* Document excerpt:
--------------------------------

S.K. Venkatarangaiengar and A.G. Ratnaparkhi, for the
appellants
S.T. Desai and Naunit Lal, for respondent No. 1.
K.K. Jain, for respondent No. 2.
The Judgment of the Court was delivered by
Mudholkar, J. This is an appeal by defendants Nos. 3 to
8 from a decision of the High Court of Mysore passing a
decree in favour of respondent No. 1 who was defendant No. 1
in the trial court, for possession of half the property
which was the subject matter of the suit and also allowing
future mesne profits.
The relevant facts are briefly these: The plaintiff who
is the eider sister of the first defendant instituted a suit
in the court of the District Judge, Bangalore for a
declaration that she.is the owner of half share in the
properties described in the schedule to the plaint and for
partition and separate possession of half share and for
mesne
285
profits. According to her the suit property was the absolute
property of her mother Puttananjamma and upon her death this
property devolved on her and the first defendant as her
mother’s heirs. Since,according to her, the first defendant
did not want to join her as coplaintiff in the suit, she was
joined as a defendant. It is common ground that the property
was in the possession of the second defendant R.S.

--------------------------------

[Records from a data source]
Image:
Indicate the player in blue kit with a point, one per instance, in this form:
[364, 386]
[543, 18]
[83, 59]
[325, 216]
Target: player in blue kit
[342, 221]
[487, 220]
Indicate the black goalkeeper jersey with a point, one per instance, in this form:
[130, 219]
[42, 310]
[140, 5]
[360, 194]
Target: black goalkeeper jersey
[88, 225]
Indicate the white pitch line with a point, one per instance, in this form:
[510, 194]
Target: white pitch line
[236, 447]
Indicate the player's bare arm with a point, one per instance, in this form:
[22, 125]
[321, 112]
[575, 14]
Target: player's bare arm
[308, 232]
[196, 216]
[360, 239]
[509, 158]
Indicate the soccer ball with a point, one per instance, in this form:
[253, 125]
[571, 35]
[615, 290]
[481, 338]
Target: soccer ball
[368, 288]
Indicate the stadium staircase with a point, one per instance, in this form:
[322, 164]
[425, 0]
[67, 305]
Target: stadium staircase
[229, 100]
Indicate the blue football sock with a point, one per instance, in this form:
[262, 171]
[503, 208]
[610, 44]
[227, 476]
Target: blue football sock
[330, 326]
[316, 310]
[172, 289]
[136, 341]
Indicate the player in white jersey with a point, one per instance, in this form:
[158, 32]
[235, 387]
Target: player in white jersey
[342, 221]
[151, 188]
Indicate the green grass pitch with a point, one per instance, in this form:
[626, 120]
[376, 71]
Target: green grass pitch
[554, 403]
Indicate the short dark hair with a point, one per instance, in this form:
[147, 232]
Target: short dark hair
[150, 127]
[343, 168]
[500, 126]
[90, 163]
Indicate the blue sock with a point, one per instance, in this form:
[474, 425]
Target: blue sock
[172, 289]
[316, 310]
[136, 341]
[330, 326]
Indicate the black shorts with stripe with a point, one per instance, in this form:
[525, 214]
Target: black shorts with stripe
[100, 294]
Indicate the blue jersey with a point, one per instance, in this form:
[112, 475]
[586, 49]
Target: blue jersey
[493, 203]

--------------------------------

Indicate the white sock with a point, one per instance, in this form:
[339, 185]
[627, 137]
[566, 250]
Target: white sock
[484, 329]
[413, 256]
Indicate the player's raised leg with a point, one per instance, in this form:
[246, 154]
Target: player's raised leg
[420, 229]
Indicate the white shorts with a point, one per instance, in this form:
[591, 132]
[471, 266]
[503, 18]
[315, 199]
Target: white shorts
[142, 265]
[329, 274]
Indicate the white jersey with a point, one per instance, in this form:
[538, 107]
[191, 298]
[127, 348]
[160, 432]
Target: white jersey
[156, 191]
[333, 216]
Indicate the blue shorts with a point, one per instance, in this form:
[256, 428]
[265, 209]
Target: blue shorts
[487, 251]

--------------------------------

* What the task asks:
Extend the court judgment on the suit over the half share of the property, picking up right after its final words.

* Result:
Maddanappa, the father of the plaintiff and the first
defendant and Gargavva, the second wife of Maddanappa and
her children. Maddanappa died during the pendency of the
appeal before this Court and his legal representatives are
the other defendants to the suit. Briefly stated his
defence, which is also the defence of defendants other than
defendant No. 1 is that though the suit properties belonged
to Gowramma, the mother of Puttananjamma, she had settled
them orally on the latter as well as on himself and that
after the death of Puttananjamma he has been in possession
of those properties and enjoying them as full owner. He
further pleaded that it was the last wish of Puttananjamma
that he should enjoy these properties as absolute owner. The
plaintiff and the first defendant had, according to him,
expressly and impliedly abandoned their right in these
properties, that his possession over the properties was
adverse to them and as he was in adverse possession for over
the statutory period, the suit was barred. Finally he
contended that he had spent more than Rs. 46,000 towards
improvements of the properties which met partly from the
income of his joint ancestral property and partly from the
assets of the third defendant. These improvements, he
alleged, were made by him bona fide in the belief that he
had a right to the suit properties and consequently he was
entitled to the benefit of the provisions of Section 51 of
the Transfer of .Property Act.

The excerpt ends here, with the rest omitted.